Your goal - Retype the material word for word.

--- start Data lines ---

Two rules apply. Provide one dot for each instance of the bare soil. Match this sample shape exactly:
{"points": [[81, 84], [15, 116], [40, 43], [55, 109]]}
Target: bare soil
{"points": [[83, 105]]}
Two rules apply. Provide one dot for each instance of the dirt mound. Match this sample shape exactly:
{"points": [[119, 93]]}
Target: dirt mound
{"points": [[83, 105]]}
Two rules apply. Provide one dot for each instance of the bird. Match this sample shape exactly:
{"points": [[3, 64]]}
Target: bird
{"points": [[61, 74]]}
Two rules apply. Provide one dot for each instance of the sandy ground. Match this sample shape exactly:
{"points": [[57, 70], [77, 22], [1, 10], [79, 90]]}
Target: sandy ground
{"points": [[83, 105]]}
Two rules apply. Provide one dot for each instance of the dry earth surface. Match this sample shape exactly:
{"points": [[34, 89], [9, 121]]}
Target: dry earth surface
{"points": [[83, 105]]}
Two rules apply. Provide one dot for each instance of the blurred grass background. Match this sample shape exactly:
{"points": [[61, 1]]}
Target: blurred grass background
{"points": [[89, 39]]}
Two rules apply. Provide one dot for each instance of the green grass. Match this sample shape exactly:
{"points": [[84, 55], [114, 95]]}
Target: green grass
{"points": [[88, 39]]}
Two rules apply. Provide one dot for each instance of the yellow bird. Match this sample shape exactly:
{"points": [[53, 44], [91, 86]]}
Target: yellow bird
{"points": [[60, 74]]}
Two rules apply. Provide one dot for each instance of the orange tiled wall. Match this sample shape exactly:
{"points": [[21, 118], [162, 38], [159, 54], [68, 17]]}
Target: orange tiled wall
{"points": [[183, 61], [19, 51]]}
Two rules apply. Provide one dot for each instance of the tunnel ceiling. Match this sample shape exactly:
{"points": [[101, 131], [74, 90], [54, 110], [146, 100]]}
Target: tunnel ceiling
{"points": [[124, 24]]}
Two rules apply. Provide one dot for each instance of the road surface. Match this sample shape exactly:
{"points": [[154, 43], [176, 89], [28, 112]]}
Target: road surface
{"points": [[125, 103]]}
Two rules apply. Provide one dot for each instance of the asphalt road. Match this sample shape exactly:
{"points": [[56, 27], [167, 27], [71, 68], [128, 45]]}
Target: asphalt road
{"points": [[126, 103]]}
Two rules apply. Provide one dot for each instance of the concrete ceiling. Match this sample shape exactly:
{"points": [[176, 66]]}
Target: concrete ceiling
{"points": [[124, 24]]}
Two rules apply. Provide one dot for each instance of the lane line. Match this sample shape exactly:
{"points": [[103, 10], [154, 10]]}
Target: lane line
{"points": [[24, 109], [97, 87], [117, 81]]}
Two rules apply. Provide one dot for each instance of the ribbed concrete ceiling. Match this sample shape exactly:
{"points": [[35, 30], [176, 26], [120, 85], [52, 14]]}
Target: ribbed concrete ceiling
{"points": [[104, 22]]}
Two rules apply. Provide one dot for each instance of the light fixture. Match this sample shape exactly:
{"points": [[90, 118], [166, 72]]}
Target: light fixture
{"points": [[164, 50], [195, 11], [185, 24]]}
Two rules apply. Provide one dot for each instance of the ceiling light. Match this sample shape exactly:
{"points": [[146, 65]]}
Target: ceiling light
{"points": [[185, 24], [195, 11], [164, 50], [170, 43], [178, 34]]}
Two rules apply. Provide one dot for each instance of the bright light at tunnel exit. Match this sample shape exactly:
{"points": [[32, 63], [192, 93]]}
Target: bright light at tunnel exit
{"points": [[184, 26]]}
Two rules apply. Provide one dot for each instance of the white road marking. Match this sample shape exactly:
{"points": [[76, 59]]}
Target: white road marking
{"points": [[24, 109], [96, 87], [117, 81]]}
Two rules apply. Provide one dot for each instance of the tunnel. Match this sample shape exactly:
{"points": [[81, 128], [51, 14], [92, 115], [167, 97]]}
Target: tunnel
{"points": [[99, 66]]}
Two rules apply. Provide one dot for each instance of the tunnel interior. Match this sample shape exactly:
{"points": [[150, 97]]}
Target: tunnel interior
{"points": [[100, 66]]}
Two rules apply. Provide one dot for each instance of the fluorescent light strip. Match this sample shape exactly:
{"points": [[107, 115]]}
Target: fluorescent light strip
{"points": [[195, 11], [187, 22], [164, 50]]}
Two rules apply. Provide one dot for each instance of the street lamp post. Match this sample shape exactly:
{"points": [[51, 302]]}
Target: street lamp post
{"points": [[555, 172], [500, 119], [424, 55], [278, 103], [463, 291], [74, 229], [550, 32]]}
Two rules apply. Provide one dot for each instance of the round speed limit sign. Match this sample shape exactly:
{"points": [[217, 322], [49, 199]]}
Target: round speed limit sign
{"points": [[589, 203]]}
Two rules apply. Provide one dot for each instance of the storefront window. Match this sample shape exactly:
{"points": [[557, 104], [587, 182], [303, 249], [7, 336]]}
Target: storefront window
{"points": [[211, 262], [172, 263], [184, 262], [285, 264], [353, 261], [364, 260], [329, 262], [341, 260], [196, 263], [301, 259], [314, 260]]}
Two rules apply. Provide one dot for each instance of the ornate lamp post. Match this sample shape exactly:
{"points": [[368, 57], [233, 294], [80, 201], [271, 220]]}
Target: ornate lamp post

--- end Data lines ---

Response to the task -
Two rules apply. Provide one dot for each instance of the bare soil. Match this sample shape exactly:
{"points": [[81, 84], [15, 116], [40, 43], [55, 109]]}
Target: bare soil
{"points": [[83, 105]]}
Two rules apply. Provide one dot for each instance of the dirt mound. Match this sample shape exactly:
{"points": [[119, 93]]}
Target: dirt mound
{"points": [[83, 105]]}
Two rules apply. Provide one dot for each instance of the bird. Match this sample shape exactly:
{"points": [[3, 64]]}
Target: bird
{"points": [[61, 74]]}
Two rules apply. Provide one dot for each instance of the sandy ground. Match this sample shape exactly:
{"points": [[57, 70], [77, 22], [1, 10], [79, 90]]}
Target: sandy ground
{"points": [[83, 105]]}
Two rules apply. Provide one dot for each instance of the dry earth surface. Match this sample shape exactly:
{"points": [[34, 89], [9, 121]]}
Target: dry earth surface
{"points": [[83, 105]]}
Two rules apply. Provide one dot for each instance of the blurred grass background. Match this sample shape exactly:
{"points": [[61, 1]]}
Target: blurred grass background
{"points": [[89, 39]]}
Two rules apply. Provide one dot for each instance of the green grass. Match this sample shape exactly:
{"points": [[84, 55], [114, 95]]}
Target: green grass
{"points": [[88, 39]]}
Two rules apply. Provide one dot for each instance of the yellow bird. Match this sample shape exactly:
{"points": [[53, 44], [91, 86]]}
Target: yellow bird
{"points": [[60, 74]]}
Two rules apply. Provide one dot for each instance of the orange tiled wall. Match this sample shape exactly:
{"points": [[21, 118], [162, 38], [159, 54], [68, 17]]}
Target: orange tiled wall
{"points": [[183, 61], [19, 51]]}
Two rules apply. Provide one dot for each instance of the tunnel ceiling. Match this sample shape exactly:
{"points": [[101, 131], [74, 90], [54, 110], [146, 100]]}
Target: tunnel ceiling
{"points": [[124, 24]]}
Two rules apply. Provide one dot for each instance of the road surface. Match this sample shape exactly:
{"points": [[154, 43], [176, 89], [28, 112]]}
Target: road surface
{"points": [[125, 103]]}
Two rules apply. Provide one dot for each instance of the asphalt road. Match this sample shape exactly:
{"points": [[56, 27], [167, 27], [71, 68], [128, 45]]}
Target: asphalt road
{"points": [[126, 103]]}
Two rules apply. Provide one dot for each instance of the concrete ceiling. Match this sample shape exactly:
{"points": [[176, 66]]}
Target: concrete ceiling
{"points": [[124, 24]]}
Two rules apply. Provide one dot for each instance of the lane line. Match this sample shape exactly:
{"points": [[103, 10], [154, 10]]}
Target: lane line
{"points": [[24, 109], [97, 87], [117, 81]]}
Two rules apply. Provide one dot for each instance of the ribbed concrete ceiling. Match this sample shape exactly:
{"points": [[35, 30], [176, 26], [120, 85], [52, 14]]}
Target: ribbed concrete ceiling
{"points": [[104, 22]]}
Two rules apply. Provide one dot for each instance of the light fixture. Match this sample shape exactly:
{"points": [[90, 118], [166, 72]]}
Target: light fixture
{"points": [[164, 50], [195, 11], [185, 24]]}
Two rules apply. Provide one dot for each instance of the ceiling light. Match this sample shape exactly:
{"points": [[146, 65]]}
Target: ceiling light
{"points": [[185, 24], [195, 11], [164, 50], [170, 43], [178, 34]]}
Two rules apply. Provide one dot for each instance of the bright light at tunnel exit. Match this sample shape exactly:
{"points": [[32, 63], [192, 93]]}
Target: bright light at tunnel exit
{"points": [[184, 26]]}
Two rules apply. Provide one dot for each instance of the white road marking. Match this sample shape exactly:
{"points": [[76, 59]]}
Target: white road marking
{"points": [[24, 109], [96, 87], [117, 81]]}
Two rules apply. Provide one dot for each instance of the tunnel. Match this sample shape exactly:
{"points": [[81, 128], [51, 14], [92, 115], [167, 97]]}
Target: tunnel
{"points": [[99, 66]]}
Two rules apply. Provide one dot for each instance of the tunnel interior. Match this sample shape exactly:
{"points": [[150, 97]]}
Target: tunnel interior
{"points": [[100, 66]]}
Two rules apply. Provide one dot for each instance of the fluorescent light strip. Match this sample shape exactly:
{"points": [[107, 115]]}
Target: fluorescent light strip
{"points": [[195, 11], [187, 22], [164, 50]]}
Two rules apply. Provide one dot for each instance of the street lamp post. Match this sample shape exactly:
{"points": [[51, 302]]}
Target: street lamp post
{"points": [[555, 172], [500, 119], [424, 55], [278, 103], [463, 291], [74, 229], [550, 32]]}
Two rules apply. Provide one dot for each instance of the round speed limit sign. Match this sample shape exactly:
{"points": [[217, 322], [49, 199]]}
Target: round speed limit sign
{"points": [[589, 203]]}
Two rules apply. Provide one dot for each instance of the storefront window. Match this sample shape exactly:
{"points": [[557, 104], [587, 182], [303, 249], [7, 336]]}
Target: storefront window
{"points": [[211, 262], [172, 263], [184, 262], [285, 264], [353, 261], [364, 260], [329, 262], [341, 260], [196, 263], [301, 259], [314, 260]]}
Two rules apply. Provide one dot for each instance of the ornate lamp post. Match this sample shape exactly:
{"points": [[368, 57], [233, 294], [80, 201], [271, 220]]}
Target: ornate lamp post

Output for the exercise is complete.